▸ **Given text**
------------------------------

Babcock back in the black for latest half year

Defence contractor Babcock International returned to an operating profit in the six months to the end of September.


Revenue was also up eight per cent from £2.05 billion a year before to £2.22bn.

The group, which includes the Defence Support Group operation at MoD Donnington in Telford and the former Macneillie specialist vehicle conversions business at Aldridge, now renamed Babcock Vehicle Engineering, went from a £785.3m loss to a £75.4 million profit.

There was lower Covid-19 business interruption than the same period in 2020.

The group made three disposals in the first half of its financial year with around £400 million of proceeds expected to pay down debt

Babcock's contract backlog at September 30 was £10.9 billion. This includes the Future Maritime Support Programme, a £3.5bn contract signed in September that runs to March 2026. It replaces the previous MSDF contract and continues support work for the UK Royal Navy across ships, submarines and naval bases.

------------------------------

▸ **Records provided**
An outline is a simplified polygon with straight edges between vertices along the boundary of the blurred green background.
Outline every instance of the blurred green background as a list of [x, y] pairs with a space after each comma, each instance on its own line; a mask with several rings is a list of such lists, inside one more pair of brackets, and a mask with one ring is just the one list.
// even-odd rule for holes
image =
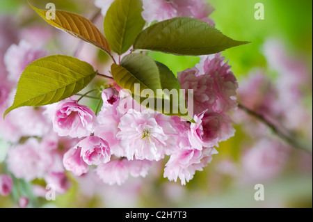
[[[93, 1], [88, 3], [87, 1], [81, 0], [50, 1], [55, 3], [57, 8], [75, 12], [86, 17], [93, 14], [93, 10], [97, 10]], [[43, 8], [49, 1], [33, 0], [31, 2], [38, 8], [41, 6]], [[262, 46], [271, 38], [276, 38], [284, 42], [290, 53], [303, 55], [307, 60], [312, 71], [312, 1], [209, 0], [209, 2], [215, 8], [215, 11], [210, 17], [216, 22], [217, 29], [234, 39], [251, 42], [249, 45], [232, 48], [223, 53], [229, 60], [229, 64], [238, 78], [239, 85], [240, 81], [247, 76], [251, 69], [255, 67], [266, 68]], [[256, 20], [254, 17], [256, 10], [254, 6], [259, 2], [264, 6], [264, 20]], [[0, 13], [19, 17], [24, 11], [18, 9], [23, 6], [27, 7], [26, 4], [24, 0], [0, 1]], [[37, 15], [33, 13], [33, 17], [29, 18], [29, 21], [21, 21], [20, 24], [27, 25], [28, 22], [33, 19], [40, 21], [41, 18], [36, 17]], [[101, 21], [99, 24], [100, 30], [102, 30]], [[157, 52], [150, 52], [150, 55], [168, 65], [175, 73], [193, 67], [200, 60], [198, 57], [177, 56]], [[307, 96], [312, 98], [312, 94]], [[51, 204], [52, 207], [312, 207], [312, 172], [311, 175], [294, 173], [291, 168], [288, 173], [266, 184], [266, 200], [259, 202], [253, 198], [255, 191], [251, 184], [237, 186], [227, 176], [214, 175], [217, 174], [216, 164], [220, 161], [230, 159], [235, 162], [240, 161], [242, 141], [246, 138], [246, 135], [241, 132], [240, 126], [236, 128], [235, 136], [220, 144], [218, 148], [220, 153], [214, 156], [212, 162], [203, 171], [197, 171], [193, 180], [186, 187], [181, 187], [179, 182], [175, 184], [168, 182], [167, 179], [163, 178], [163, 172], [161, 171], [156, 179], [152, 179], [150, 176], [143, 179], [147, 185], [141, 187], [134, 203], [119, 197], [114, 203], [106, 200], [104, 204], [99, 197], [87, 198], [81, 195], [77, 183], [73, 180], [74, 185], [66, 194], [58, 196], [56, 201], [49, 203], [47, 206]], [[170, 187], [171, 188], [168, 188]], [[115, 190], [118, 189], [118, 187]], [[174, 193], [177, 193], [181, 198], [177, 200], [172, 198], [168, 194], [168, 192], [172, 193], [171, 189]], [[45, 203], [42, 200], [38, 201]], [[10, 207], [12, 205], [10, 198], [0, 197], [0, 207]]]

------------------------------

▸ **Set of tasks**
A: List every sum of money stated in the Babcock article.
B: Condense the Babcock article's paragraph beginning "Babcock's contract backlog at September 30" into a short bulleted list that keeps its main facts.
C: Please reproduce everything in the Babcock article from "Defence contractor Babcock" down to "before to £2.22bn.", word for word.

▸ **Replies**
A:
- £2.05 billion
- £2.22bn
- £785.3m
- £75.4 million
- £400 million
- £10.9 billion
- £3.5bn

B:
- Contract backlog at September 30: £10.9 billion.
- Includes the Future Maritime Support Programme, a £3.5bn contract signed in September and running to March 2026.
- It replaces the previous MSDF contract.
- It continues support work for the UK Royal Navy across ships, submarines and naval bases.

C:
Defence contractor Babcock International returned to an operating profit in the six months to the end of September.


Revenue was also up eight per cent from £2.05 billion a year before to £2.22bn.